§ WHAT THE EXERCISE ASKS
Every line of the data, first to last, must be written out unchanged.

(Source data)
__________
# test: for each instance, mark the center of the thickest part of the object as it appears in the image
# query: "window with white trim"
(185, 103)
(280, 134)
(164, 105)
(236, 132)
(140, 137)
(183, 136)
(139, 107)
__________
§ EXERCISE RESPONSE
# test: for each instance, mark the center of the thickest part of the object as it appears in the image
# query: "window with white trim"
(185, 103)
(280, 134)
(164, 105)
(236, 132)
(140, 137)
(183, 136)
(139, 107)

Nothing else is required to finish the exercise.